(Data items)
☆ ☆ ☆ ☆ ☆

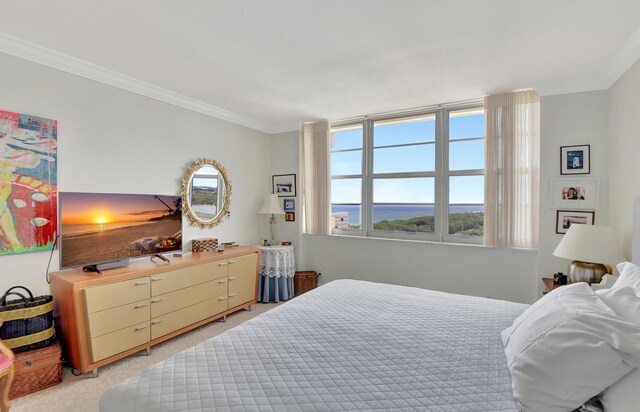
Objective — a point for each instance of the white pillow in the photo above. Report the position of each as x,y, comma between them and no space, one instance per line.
566,348
624,396
629,276
623,301
607,282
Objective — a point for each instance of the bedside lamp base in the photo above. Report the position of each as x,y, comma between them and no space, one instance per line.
586,272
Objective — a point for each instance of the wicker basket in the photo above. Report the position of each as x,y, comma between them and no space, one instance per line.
36,370
204,245
27,323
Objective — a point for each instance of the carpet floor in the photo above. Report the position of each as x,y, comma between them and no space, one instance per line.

☆ ☆ ☆ ☆ ☆

- _Exercise goal_: Rewrite the lines above, swapping "Objective" for "Instruction" everywhere it appears and keeping everything else the same. Omit the pictures.

- _Exercise answer_:
Instruction — a point for each instance of the white pillow in the photo above. Report the position of each as x,y, comma between them and no space, one instance per line.
566,348
624,396
629,276
623,301
607,282
Instruction — a point for each instance of the bedside lamp base in the photo above. Report the position of each as x,y, comma between them and no space, one instance per line.
586,272
Instruction — a point for each instance of the wicker basket in the photo above. Report the position of each as x,y, comma between them and no space, one instance per line.
36,370
204,245
27,323
Instruction — a point for each instance of the carpet floor in the photo above. Report the position of each as x,y, comma between them and no space, one instance per line.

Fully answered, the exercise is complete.